* **ENTRIES SUPPLIED**
________
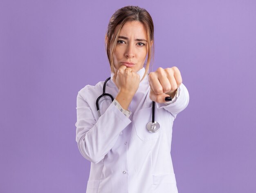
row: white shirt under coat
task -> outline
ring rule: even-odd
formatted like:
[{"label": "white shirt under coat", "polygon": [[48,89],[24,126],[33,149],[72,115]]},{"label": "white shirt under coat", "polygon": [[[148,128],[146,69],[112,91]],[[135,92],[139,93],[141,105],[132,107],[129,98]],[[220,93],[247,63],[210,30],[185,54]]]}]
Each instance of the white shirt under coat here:
[{"label": "white shirt under coat", "polygon": [[[137,73],[141,80],[143,68]],[[115,99],[118,89],[112,79],[106,92]],[[183,83],[178,95],[168,103],[155,103],[157,132],[149,132],[152,101],[148,76],[140,83],[126,117],[109,96],[95,103],[102,94],[104,81],[87,85],[78,92],[76,140],[83,156],[91,163],[87,193],[177,193],[171,156],[172,127],[177,114],[188,105],[189,92]]]}]

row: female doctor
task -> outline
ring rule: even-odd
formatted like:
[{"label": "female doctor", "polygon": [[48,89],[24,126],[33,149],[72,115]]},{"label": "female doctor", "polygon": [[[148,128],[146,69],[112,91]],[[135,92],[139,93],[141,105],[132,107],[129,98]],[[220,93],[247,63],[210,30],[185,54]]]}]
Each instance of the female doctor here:
[{"label": "female doctor", "polygon": [[180,72],[174,67],[148,74],[154,27],[144,9],[117,10],[106,43],[112,73],[105,92],[113,99],[97,100],[104,81],[86,85],[77,98],[76,141],[91,162],[86,192],[177,193],[172,126],[189,101]]}]

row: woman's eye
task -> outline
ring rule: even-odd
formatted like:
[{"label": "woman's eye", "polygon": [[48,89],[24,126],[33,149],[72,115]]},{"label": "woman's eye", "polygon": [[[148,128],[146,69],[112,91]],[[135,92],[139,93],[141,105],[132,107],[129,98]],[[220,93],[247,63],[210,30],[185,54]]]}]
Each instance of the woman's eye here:
[{"label": "woman's eye", "polygon": [[145,45],[144,43],[142,43],[142,42],[139,42],[138,43],[138,45],[139,46],[142,46]]},{"label": "woman's eye", "polygon": [[124,43],[124,42],[122,40],[119,40],[118,41],[117,41],[117,43],[119,44],[123,44]]}]

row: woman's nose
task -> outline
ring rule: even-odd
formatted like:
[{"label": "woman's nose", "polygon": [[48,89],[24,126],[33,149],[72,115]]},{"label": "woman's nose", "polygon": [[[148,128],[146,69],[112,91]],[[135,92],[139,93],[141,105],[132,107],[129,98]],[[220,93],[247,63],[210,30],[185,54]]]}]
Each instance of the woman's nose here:
[{"label": "woman's nose", "polygon": [[125,53],[126,56],[128,58],[133,58],[135,56],[134,49],[131,44],[128,45]]}]

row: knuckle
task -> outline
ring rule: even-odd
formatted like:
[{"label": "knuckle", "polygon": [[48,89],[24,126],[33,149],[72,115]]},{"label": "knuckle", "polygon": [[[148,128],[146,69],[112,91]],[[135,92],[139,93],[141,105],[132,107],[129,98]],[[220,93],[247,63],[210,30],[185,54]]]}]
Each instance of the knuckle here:
[{"label": "knuckle", "polygon": [[172,88],[171,86],[166,86],[164,89],[164,92],[165,93],[166,92],[169,92],[172,88]]},{"label": "knuckle", "polygon": [[157,87],[155,89],[156,94],[159,94],[163,92],[163,89],[160,87]]},{"label": "knuckle", "polygon": [[159,67],[159,68],[158,68],[157,69],[156,71],[157,72],[163,72],[164,71],[164,69],[162,67]]}]

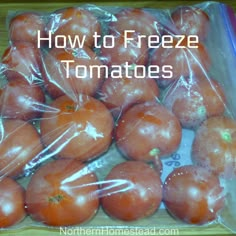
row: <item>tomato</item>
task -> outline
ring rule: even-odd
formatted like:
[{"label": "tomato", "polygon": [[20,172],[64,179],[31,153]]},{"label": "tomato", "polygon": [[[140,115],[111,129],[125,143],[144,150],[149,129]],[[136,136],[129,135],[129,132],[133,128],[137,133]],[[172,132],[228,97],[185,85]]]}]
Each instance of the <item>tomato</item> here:
[{"label": "tomato", "polygon": [[[107,40],[106,46],[100,50],[101,61],[108,66],[122,66],[126,62],[136,65],[146,65],[148,62],[148,47],[145,42],[138,45],[138,35],[129,34],[133,40],[126,40],[124,34],[114,34],[114,45]],[[125,45],[127,42],[127,45]]]},{"label": "tomato", "polygon": [[134,160],[153,161],[179,147],[182,130],[178,119],[163,105],[146,102],[134,105],[120,118],[116,143]]},{"label": "tomato", "polygon": [[[2,63],[9,70],[21,73],[29,83],[42,83],[40,50],[29,42],[14,42],[3,53]],[[6,74],[7,75],[7,74]]]},{"label": "tomato", "polygon": [[113,118],[105,105],[86,95],[54,100],[40,123],[43,143],[63,158],[88,160],[105,152],[112,139]]},{"label": "tomato", "polygon": [[209,32],[210,18],[205,11],[195,6],[180,6],[171,13],[171,20],[178,34],[198,35],[204,40]]},{"label": "tomato", "polygon": [[46,225],[81,224],[90,220],[99,207],[97,177],[77,160],[47,163],[30,180],[26,206],[35,221]]},{"label": "tomato", "polygon": [[110,22],[111,32],[123,33],[125,30],[134,30],[141,35],[149,36],[162,33],[160,22],[149,12],[138,8],[126,8],[115,15]]},{"label": "tomato", "polygon": [[9,24],[9,37],[12,42],[24,41],[37,45],[38,31],[45,38],[44,17],[35,12],[24,12],[14,16]]},{"label": "tomato", "polygon": [[[177,47],[178,43],[180,45]],[[158,65],[160,68],[164,68],[166,65],[172,67],[172,78],[165,78],[164,76],[157,78],[160,86],[166,87],[181,77],[206,76],[211,66],[208,50],[202,43],[195,43],[196,48],[190,48],[187,44],[187,38],[182,42],[174,39],[170,48],[160,46],[153,51],[150,65]],[[161,71],[160,74],[165,73]]]},{"label": "tomato", "polygon": [[135,76],[122,79],[110,77],[105,80],[100,91],[100,99],[114,117],[120,116],[133,104],[154,101],[158,96],[159,88],[155,80]]},{"label": "tomato", "polygon": [[225,116],[207,119],[196,132],[192,159],[215,174],[236,174],[236,121]]},{"label": "tomato", "polygon": [[176,168],[167,176],[163,201],[175,218],[201,225],[216,219],[224,206],[224,193],[214,174],[189,165]]},{"label": "tomato", "polygon": [[21,222],[25,216],[25,190],[9,177],[0,178],[0,228]]},{"label": "tomato", "polygon": [[101,190],[105,212],[124,221],[152,215],[162,200],[160,176],[148,164],[139,161],[116,165]]},{"label": "tomato", "polygon": [[37,130],[22,120],[1,121],[0,176],[24,174],[31,160],[38,160],[43,149]]},{"label": "tomato", "polygon": [[196,128],[207,117],[223,114],[226,98],[216,80],[181,78],[168,88],[163,103],[184,128]]},{"label": "tomato", "polygon": [[5,87],[0,89],[1,116],[22,120],[40,117],[45,102],[42,89],[29,84],[20,74],[9,79]]},{"label": "tomato", "polygon": [[[74,62],[67,65],[63,60]],[[103,82],[104,70],[90,71],[90,68],[101,65],[99,58],[88,47],[53,48],[44,57],[45,88],[53,98],[64,94],[73,99],[80,93],[94,95]],[[80,68],[77,70],[76,66]]]},{"label": "tomato", "polygon": [[[101,35],[101,26],[98,19],[88,10],[79,7],[68,7],[54,12],[50,16],[47,25],[47,33],[53,34],[53,40],[56,36],[70,36],[72,42],[80,42],[84,39],[84,44],[88,47],[94,45],[94,33]],[[67,38],[67,41],[68,38]],[[63,45],[64,39],[58,40],[59,45]],[[75,47],[79,45],[76,43]]]}]

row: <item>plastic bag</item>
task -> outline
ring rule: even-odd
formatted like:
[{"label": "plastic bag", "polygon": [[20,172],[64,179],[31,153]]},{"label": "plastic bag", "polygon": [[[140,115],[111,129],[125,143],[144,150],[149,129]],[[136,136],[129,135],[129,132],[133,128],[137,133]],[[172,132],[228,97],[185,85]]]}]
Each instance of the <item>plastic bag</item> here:
[{"label": "plastic bag", "polygon": [[83,5],[7,20],[0,173],[11,197],[0,227],[181,220],[235,231],[235,17],[225,5]]}]

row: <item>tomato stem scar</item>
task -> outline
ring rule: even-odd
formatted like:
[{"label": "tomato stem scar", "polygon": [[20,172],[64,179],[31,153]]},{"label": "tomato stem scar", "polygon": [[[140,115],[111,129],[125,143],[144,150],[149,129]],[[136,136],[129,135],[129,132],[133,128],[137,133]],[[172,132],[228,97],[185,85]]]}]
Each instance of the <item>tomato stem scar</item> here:
[{"label": "tomato stem scar", "polygon": [[49,202],[53,202],[53,203],[59,203],[62,199],[63,199],[63,196],[60,194],[48,198]]}]

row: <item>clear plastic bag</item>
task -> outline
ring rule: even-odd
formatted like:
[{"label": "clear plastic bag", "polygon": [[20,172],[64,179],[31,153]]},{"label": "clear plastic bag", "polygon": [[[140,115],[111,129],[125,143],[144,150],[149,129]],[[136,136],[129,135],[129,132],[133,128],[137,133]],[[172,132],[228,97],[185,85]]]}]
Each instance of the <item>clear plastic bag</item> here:
[{"label": "clear plastic bag", "polygon": [[[11,13],[7,22],[0,174],[1,183],[25,189],[17,185],[25,195],[15,200],[25,214],[4,218],[2,208],[0,227],[181,221],[235,231],[236,34],[228,7],[83,5]],[[160,219],[166,209],[169,222]]]}]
________
* **PROBLEM DETAILS**
Copy the lines from the very first one down through the line containing "Each instance of the white", including both. Leave the pictures out.

* **TASK SOLUTION**
row: white shirt under coat
task -> outline
ring rule: even-odd
formatted like:
[{"label": "white shirt under coat", "polygon": [[48,89],[24,126],[33,149],[72,115]]},{"label": "white shirt under coat", "polygon": [[[148,128],[146,69],[112,91]],[[135,92],[139,93],[141,105],[132,107],[129,98]],[[220,93],[247,63],[210,30],[185,54]]]}]
Each instance of the white shirt under coat here:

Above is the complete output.